▶ **EXERCISES TO COMPLETE**:
1. Answer these from the monitoring and logging page:
(a) Which of the three pillars of observability has "Higher overhead"?
(b) What does the page say monitoring covers?
(c) Which metric type provides pre-calculated percentiles?
2. List every metric type that the monitoring and logging page names under "Types of Metrics".
3. Extend the monitoring and logging page, starting after its Summary metric type.

** Begin PAGE EXCERPT **

Skip to content

Monitoring & Logging

🎯 Learning Objectives

  • Master monitoring concepts and metrics
  • Understand logging best practices
  • Learn distributed tracing
  • Know observability tools and platforms
  • Design effective alerting strategies

Monitoring and logging are essential for production systems. This comprehensive chapter covers observability, metrics, logs, traces, and best practices.

Interview Focus

Understand the three pillars of observability, know when to use which tool, and design effective monitoring strategies.

Observability Fundamentals

The Three Pillars of Observability

1. Metrics: - Numerical measurements over time - Aggregated data - Low overhead - Use for: Trends, alerts, dashboards

2. Logs: - Discrete events with timestamps - Detailed information - Higher overhead - Use for: Debugging, audit trails

3. Traces: - Request flow through system - Distributed system visibility - Moderate overhead - Use for: Performance analysis, debugging

Observability vs Monitoring

  • Monitoring: Known unknowns (what you expect to monitor)
  • Observability: Unknown unknowns (ability to understand system behavior)

Metrics

Types of Metrics

Counter: - Always increasing - Example: Total requests, errors - Use: Track cumulative values

Gauge: - Can go up or down - Example: CPU usage, memory, active connections - Use: Current state values

Histogram: - Distribution of values - Example: Request latency distribution - Use: Understand value distribution

Summary: - Similar to histogram with quantiles - Pre-calculated percentiles - Use: Latency percentiles (p50, p95, p99)

** End PAGE EXCERPT **
** Begin DATASET EXTRACT **

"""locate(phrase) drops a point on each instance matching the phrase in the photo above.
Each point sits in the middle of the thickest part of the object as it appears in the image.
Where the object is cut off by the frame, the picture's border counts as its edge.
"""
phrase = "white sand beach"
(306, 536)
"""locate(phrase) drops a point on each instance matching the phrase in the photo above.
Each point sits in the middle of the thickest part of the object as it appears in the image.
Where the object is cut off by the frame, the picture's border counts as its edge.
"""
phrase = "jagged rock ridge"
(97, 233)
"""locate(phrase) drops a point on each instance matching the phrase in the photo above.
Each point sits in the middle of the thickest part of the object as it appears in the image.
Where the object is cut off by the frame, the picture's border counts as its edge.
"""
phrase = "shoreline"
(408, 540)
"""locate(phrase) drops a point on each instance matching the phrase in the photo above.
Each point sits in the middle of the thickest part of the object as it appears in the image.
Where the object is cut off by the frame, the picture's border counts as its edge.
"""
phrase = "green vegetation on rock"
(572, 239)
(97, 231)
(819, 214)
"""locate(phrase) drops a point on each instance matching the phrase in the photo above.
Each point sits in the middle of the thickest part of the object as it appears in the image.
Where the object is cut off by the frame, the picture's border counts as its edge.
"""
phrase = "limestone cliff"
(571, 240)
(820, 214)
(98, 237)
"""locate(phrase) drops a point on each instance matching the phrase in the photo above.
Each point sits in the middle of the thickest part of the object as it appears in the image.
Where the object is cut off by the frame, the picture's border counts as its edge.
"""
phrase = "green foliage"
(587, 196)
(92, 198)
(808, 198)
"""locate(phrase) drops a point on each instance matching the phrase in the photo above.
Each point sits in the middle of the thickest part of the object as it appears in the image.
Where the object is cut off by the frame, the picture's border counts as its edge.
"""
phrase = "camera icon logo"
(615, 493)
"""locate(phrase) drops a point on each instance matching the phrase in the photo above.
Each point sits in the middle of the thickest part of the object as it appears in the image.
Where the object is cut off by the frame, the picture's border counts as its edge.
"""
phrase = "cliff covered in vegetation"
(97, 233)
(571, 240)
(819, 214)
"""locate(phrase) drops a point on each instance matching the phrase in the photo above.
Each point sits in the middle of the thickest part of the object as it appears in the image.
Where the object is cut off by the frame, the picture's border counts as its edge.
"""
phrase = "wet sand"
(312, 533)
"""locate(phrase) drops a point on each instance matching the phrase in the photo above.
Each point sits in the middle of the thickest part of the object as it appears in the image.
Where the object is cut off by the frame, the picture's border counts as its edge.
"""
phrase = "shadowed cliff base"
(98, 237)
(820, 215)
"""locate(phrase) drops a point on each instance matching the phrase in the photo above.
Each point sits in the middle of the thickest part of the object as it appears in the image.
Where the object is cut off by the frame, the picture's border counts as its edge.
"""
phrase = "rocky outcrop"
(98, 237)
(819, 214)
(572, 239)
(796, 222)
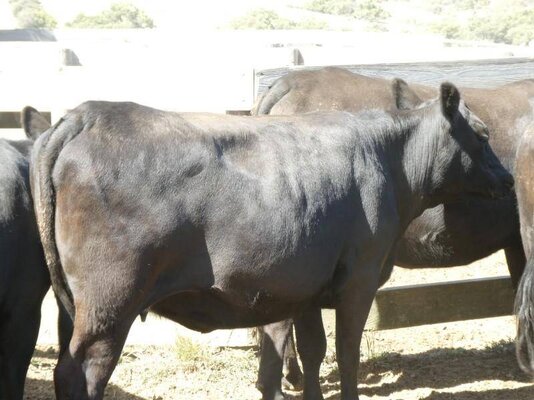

** End DATASET EXTRACT **

▶ **RESULTS BY TASK**:
1.
(a) Logs
(b) Known unknowns (what you expect to monitor)
(c) Summary

2. Counter, Gauge, Histogram, Summary

3.
Key Metrics to Monitor

Infrastructure Metrics: - CPU utilization - Memory usage - Disk I/O - Network bandwidth - Disk space

Application Metrics: - Request rate (RPS) - Error rate - Latency (p50, p95, p99, p99.9) - Throughput - Queue depth

Business Metrics: - User signups - Revenue - Conversion rate - Active users

Prometheus

Prometheus Architecture: - Pull-based metrics collection - Time-series database - PromQL query language - Service discovery

Prometheus Configuration:

global:
  scrape_interval: 15s
  evaluation_interval: 15s

scrape_configs:
  - job_name: 'prometheus'
    static_configs:
      - targets: ['localhost:9090']

  - job_name: 'web-app'
    static_configs:
      - targets: ['web:8080']
    metrics_path: '/metrics'
    scrape_interval: 10s

PromQL Examples:

# CPU usage
100 - (avg(irate(node_cpu_seconds_total{mode="idle"}[5m])) * 100)

# Request rate
rate(http_requests_total[5m])

# Error rate
rate(http_requests_total{status=~"5.."}[5m]) / rate(http_requests_total[5m])

# 95th percentile latency
histogram_quantile(0.95, rate(http_request_duration_seconds_bucket[5m]))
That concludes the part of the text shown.